===== Texte fourni =====

L’Infiltré / Devant et derrière la caméra, Lawrence Valin réussit son baptême du feu avec un polar d'action au milieu de la diaspora tamoule.
Un carton nous explique synthétiquement la guerre civile au Sri Lanka, la mission du héros est ensuite introduite par des gros plans de son visage. Little Jaffna propose une mise en place minimaliste et fragmentée. Michael, un jeune policier, doit infiltrer un groupe criminel tamoul blanchissant de l'argent au profit des rebelles séparatistes au cœur du quartier srilankais à Paris. Quelque part entre le polar solennel (Infernal Affairs ou son remake scorsesien, Les Infiltrés) et la série B efficace (le premier, estimable, Fast and Furious), le jeune cinéaste se montre aussi convaincant à la réalisation que dans l'interprétation du rôle principal.

=====

§ **Consigne 1**
D'après la critique de Little Jaffna, quel groupe le jeune policier Michael a-t-il pour mission d'infiltrer ?
§ **Consigne 2**
Reprenez la critique de Little Jaffna après sa dernière phrase et poursuivez-la sur un court paragraphe.
La liste ci-après provient d'une autre source.

===== Données fournies =====

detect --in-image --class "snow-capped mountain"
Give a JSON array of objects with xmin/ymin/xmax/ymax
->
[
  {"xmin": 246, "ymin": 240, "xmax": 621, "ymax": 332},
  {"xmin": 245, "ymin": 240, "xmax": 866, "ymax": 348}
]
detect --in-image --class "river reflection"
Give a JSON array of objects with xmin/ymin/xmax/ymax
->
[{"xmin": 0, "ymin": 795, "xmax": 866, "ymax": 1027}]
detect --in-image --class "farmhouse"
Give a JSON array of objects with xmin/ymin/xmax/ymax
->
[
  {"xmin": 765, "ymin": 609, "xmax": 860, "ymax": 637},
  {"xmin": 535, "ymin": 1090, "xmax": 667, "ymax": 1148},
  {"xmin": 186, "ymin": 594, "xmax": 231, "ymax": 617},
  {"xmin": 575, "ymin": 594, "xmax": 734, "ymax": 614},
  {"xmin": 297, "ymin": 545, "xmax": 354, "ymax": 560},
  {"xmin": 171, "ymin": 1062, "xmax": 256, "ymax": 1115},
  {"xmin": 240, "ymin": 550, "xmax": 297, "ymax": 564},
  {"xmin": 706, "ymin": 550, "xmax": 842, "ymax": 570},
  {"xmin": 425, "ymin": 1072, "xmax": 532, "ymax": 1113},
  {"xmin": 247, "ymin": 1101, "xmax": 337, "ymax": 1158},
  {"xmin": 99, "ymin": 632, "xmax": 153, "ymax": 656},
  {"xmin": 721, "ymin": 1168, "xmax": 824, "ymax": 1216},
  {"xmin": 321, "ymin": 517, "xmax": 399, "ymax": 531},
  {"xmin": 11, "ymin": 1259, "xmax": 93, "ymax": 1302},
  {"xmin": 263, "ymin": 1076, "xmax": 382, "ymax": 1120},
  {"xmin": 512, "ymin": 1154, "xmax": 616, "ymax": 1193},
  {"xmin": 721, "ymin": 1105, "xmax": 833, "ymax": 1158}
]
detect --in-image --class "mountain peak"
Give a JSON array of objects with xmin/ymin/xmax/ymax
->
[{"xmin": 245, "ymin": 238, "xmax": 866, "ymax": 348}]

=====
===== Données fournies =====

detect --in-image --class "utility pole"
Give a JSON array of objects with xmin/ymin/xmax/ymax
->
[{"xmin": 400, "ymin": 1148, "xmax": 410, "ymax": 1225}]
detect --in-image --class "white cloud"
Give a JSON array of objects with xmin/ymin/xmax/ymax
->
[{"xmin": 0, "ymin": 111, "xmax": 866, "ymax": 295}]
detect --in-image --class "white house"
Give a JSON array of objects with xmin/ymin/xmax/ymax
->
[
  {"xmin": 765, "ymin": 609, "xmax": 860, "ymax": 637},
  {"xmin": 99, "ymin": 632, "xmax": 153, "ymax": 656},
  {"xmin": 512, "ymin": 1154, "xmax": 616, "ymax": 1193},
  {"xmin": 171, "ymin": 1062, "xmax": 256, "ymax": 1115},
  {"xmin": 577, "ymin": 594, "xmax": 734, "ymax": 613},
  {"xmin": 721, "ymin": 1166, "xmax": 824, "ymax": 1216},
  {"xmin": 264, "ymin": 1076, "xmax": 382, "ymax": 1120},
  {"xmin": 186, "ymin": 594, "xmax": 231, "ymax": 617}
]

=====

§ **Réponse 1**
Un groupe criminel tamoul qui blanchit de l'argent au profit des rebelles séparatistes, au cœur du quartier srilankais à Paris.

§ **Réponse 2**
Il était une fois en France
Lawrence Valin se penche sur une diaspora rarement traitée au cinéma, si on excepte le palmé Dheepan. À l'aide d'un plan-séquence discret et habile, il nous immerge immédiatement dans une atmosphère étouffante. On découvre une communauté vivant littéralement en marge du pays, régie par des codes et des règles inflexibles, assimilées par tous. Les télévisions diffusent continuellement des informations en direct du Sri Lanka (répondant aux événements de l'intrigue) et la police française ne peut que se fier qu'à son infiltré. Le héros est ramené à son statut de binational, traité de « blanc », autrement dit de traître. Une notion judicieusement illustrée par son visage marqué de vitiligo.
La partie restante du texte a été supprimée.